■ EXTRAIT À LIRE:
>>>

# Forfait Free Mobile + tablette



## Luxless (9 Février 2012)

Salut Salut ! 

Je risque quoi si je mets un forfait Free mobile (celui avec les 3go d'internet) dans une tablette ? Je compte me prendre un iPad... C'est marqué explicitement dans leurs conditions générales que ça doit pas être fait. Est-ce que des gens ici le font ? Si oui ça marche ? Qu'est ce que je crains vraiment ? (je n'ai pas envie de devoir me retrouver à payer des indemnités ou des choses comme ça parce que j'ai violé les conditions générales...)

Merci encore !


----------



## pepeye66 (9 Février 2012)

Ce forfait est adossé à une sim qui elle même est dans un smartphone non ?
Pourquoi n'utilises tu pas le partage de connexion qui est gratuit avec ton forfait Free ?


----------



## Luxless (9 Février 2012)

pepeye66 a dit:


> Ce forfait est adossé à une sim qui elle même est dans un smartphone non ?
> Pourquoi n'utilises tu pas le partage de connexion qui est gratuit avec ton forfait Free ?



Je n'ai pas de smartphone...


----------



## Funigtor (10 Février 2012)

Free va bientôt sortir des forfaits tablettes, y a juste à attendre un peu.


----------



## lemarseillais23 (11 Février 2012)

mais il me semble que c'est faisable


----------



## Luxless (16 Février 2012)

Ok merci de vos réponses, mais je ne risque pas d'être facturé en hors forfait de mode "modem" ?


----------



## Simbouesse (16 Février 2012)

Pas chez free justement ! C'est inclus dans le forfait !

C'est pour ça que l'idéal est de t'acheter un smartphone d'entrée de gamme qui a l'option "Point d'accès Wifi" ou "Partage de connexion internet".

... ou alors tu attends les forfaits tablettes !


----------



## Luxless (16 Février 2012)

Ah ok ok mais c'est génial tout ça alors !! Je risque vraiment aucun frais supplémentaire ? SI c'est le cas, je go m'acheter un ipad !


----------



## pepeye66 (16 Février 2012)

Simbouesse a dit:


> Pas chez free justement ! C'est inclus dans le forfait !
> 
> C'est pour ça que l'idéal est de t'acheter un smartphone d'entrée de gamme qui a l'option "Point d'accès Wifi" ou "Partage de connexion internet".
> 
> ... ou alors tu attends les forfaits tablettes !



...Et qui a la capacité (étant "entrée de gamme") de se connecter à ton ipad en WiFi pour lui permettre d'utiliser cet accès: Attention donc à ne pas prendre un smartphone qui ne serait pas performant de ce coté là !
Si tu n'éprouves pas le besoin d'un smartphone il vaut mieux attendre un peu (2-3 mois pas plus) et à ce moment là, tu auras le nouvel iPad (le 3) et très certainement les forfaits tablettes chez Free: Ce qui te permettras d'acheter un iPad3 avec carte SIM !! :love:


----------



## Simbouesse (16 Février 2012)

<<<

■ DESCRIPTION DU PROBLÈME:
Pouvez-vous recopier, dans la discussion sur le forfait Free Mobile, tout le passage depuis « Je risque quoi » jusqu'à « les conditions générales...) » ?

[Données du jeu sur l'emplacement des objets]
>>>

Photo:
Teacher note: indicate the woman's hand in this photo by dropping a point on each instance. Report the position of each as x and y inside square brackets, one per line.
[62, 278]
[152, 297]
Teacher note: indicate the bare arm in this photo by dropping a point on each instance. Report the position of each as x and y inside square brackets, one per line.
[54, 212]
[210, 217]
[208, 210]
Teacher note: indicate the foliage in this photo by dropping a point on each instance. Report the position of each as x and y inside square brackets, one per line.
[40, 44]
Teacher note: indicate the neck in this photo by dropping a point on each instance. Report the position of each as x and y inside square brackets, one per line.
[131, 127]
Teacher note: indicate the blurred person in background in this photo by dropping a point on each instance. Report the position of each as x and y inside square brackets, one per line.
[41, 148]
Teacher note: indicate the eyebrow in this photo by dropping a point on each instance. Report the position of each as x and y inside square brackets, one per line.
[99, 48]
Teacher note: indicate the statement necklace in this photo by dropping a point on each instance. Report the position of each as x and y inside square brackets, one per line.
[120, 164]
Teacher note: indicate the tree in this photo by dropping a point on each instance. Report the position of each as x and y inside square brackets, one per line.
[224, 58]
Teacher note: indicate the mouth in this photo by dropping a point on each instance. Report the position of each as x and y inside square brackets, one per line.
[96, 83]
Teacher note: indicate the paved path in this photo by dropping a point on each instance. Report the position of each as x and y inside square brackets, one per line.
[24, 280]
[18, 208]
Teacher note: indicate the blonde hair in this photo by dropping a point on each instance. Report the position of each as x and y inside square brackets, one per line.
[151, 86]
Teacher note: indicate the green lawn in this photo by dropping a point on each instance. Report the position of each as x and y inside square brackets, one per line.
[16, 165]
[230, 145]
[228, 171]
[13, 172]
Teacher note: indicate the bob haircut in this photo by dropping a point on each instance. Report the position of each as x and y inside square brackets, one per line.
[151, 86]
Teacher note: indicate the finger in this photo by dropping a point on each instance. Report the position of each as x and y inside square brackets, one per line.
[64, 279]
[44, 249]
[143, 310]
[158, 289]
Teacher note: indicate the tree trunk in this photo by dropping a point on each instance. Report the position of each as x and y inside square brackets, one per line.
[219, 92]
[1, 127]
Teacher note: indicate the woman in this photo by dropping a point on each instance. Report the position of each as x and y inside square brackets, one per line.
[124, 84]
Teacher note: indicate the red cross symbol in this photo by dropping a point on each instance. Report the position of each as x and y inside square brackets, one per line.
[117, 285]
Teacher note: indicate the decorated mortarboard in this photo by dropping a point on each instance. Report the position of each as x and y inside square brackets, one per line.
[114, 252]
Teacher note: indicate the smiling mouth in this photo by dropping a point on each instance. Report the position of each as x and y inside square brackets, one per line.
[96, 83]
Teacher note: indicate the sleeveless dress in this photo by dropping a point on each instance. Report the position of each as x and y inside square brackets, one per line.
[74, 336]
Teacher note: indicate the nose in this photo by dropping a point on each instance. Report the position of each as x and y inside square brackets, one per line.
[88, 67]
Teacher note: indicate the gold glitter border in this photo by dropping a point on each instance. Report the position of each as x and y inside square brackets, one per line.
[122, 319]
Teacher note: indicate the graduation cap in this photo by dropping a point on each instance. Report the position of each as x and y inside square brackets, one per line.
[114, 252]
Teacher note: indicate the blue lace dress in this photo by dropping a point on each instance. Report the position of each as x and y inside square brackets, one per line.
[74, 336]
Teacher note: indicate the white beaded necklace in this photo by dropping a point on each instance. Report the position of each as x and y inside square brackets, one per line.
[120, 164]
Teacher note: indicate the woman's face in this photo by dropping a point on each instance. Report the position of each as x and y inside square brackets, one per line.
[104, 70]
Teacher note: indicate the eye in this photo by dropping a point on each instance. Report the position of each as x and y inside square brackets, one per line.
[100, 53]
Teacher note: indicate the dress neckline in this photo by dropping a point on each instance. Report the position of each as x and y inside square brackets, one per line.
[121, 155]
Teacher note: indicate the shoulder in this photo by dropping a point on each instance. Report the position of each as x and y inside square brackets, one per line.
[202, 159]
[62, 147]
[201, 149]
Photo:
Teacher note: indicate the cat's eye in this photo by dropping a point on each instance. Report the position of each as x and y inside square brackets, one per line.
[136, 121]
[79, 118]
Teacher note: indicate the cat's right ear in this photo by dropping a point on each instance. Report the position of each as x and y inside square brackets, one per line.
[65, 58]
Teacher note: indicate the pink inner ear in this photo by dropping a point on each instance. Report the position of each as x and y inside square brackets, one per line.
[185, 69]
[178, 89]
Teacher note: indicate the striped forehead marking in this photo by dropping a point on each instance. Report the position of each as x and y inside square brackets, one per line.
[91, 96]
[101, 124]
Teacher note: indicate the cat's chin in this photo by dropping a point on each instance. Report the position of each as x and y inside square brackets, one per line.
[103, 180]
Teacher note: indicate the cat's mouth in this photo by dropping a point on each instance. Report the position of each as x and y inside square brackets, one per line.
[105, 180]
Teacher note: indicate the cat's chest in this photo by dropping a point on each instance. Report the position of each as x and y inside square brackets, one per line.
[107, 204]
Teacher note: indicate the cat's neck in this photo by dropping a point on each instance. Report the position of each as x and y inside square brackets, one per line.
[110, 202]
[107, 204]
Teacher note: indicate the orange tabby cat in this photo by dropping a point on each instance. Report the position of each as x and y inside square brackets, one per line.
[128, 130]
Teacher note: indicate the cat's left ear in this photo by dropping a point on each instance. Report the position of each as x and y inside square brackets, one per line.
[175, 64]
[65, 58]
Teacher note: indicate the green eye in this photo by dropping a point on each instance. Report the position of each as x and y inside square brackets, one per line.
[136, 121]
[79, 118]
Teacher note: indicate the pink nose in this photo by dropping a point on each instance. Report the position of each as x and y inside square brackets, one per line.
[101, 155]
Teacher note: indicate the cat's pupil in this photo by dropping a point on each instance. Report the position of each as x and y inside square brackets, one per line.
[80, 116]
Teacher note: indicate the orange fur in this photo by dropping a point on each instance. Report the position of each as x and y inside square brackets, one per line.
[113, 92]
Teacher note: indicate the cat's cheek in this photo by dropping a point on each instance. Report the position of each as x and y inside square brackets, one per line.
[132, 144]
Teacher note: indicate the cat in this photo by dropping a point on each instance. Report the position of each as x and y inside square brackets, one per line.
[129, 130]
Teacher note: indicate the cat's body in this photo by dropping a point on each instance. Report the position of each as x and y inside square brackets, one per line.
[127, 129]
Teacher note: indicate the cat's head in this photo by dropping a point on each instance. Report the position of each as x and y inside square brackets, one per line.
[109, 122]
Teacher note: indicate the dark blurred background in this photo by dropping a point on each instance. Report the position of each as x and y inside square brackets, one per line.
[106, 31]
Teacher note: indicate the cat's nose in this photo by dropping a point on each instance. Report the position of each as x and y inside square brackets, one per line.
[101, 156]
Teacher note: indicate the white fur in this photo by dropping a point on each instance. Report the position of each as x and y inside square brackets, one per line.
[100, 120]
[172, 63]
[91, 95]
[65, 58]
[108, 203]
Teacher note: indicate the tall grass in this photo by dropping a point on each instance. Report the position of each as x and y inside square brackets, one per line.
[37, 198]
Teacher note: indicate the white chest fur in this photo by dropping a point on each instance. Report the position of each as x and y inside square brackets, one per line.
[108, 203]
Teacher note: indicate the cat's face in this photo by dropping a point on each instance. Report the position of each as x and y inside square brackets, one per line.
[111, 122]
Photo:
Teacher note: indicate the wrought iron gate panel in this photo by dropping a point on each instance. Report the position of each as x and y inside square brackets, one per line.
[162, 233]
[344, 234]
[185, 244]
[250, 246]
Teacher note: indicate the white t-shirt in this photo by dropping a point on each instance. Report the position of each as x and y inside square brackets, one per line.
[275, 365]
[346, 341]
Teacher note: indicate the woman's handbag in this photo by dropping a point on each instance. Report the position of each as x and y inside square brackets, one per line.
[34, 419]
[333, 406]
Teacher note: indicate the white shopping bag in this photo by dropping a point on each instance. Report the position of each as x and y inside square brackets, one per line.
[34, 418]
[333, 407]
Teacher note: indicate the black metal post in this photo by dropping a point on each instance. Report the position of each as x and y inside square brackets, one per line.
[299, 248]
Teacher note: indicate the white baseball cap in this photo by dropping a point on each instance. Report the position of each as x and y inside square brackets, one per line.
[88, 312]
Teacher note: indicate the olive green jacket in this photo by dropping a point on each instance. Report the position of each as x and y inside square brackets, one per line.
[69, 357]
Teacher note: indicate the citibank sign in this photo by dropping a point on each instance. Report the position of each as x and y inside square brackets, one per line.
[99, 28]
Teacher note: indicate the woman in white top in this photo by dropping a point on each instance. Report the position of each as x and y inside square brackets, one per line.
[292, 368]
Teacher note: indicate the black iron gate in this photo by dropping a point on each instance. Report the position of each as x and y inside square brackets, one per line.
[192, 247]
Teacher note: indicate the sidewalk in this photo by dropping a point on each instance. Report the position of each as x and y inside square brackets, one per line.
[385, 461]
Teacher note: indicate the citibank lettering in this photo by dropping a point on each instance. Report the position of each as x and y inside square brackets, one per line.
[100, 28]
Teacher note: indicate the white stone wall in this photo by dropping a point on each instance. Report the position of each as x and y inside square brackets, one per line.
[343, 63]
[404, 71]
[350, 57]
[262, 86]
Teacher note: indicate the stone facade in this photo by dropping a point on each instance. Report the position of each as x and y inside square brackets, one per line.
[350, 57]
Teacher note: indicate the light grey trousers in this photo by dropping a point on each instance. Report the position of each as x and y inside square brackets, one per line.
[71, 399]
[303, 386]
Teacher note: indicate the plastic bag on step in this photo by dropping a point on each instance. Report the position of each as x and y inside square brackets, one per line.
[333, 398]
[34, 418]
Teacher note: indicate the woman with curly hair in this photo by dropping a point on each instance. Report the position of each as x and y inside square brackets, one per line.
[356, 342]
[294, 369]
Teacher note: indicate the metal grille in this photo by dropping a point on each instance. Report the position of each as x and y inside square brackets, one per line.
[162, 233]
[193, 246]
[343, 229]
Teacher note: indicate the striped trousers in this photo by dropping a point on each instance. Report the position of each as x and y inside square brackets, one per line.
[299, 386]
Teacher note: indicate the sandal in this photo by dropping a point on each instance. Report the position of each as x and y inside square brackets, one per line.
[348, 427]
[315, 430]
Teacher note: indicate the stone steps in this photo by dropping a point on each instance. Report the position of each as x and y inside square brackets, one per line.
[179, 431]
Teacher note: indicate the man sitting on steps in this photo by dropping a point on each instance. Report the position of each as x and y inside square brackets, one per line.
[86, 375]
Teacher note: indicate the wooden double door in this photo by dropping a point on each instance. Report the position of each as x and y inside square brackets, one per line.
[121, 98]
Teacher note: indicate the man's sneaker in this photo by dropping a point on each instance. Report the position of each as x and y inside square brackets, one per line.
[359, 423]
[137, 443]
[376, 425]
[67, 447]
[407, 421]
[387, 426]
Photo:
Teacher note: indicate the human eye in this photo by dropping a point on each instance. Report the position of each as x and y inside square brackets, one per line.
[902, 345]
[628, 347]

<<<

■ RÉPONSE À LA TÂCHE:
Je risque quoi si je mets un forfait Free mobile (celui avec les 3go d'internet) dans une tablette ? Je compte me prendre un iPad... C'est marqué explicitement dans leurs conditions générales que ça doit pas être fait. Est-ce que des gens ici le font ? Si oui ça marche ? Qu'est ce que je crains vraiment ? (je n'ai pas envie de devoir me retrouver à payer des indemnités ou des choses comme ça parce que j'ai violé les conditions générales...)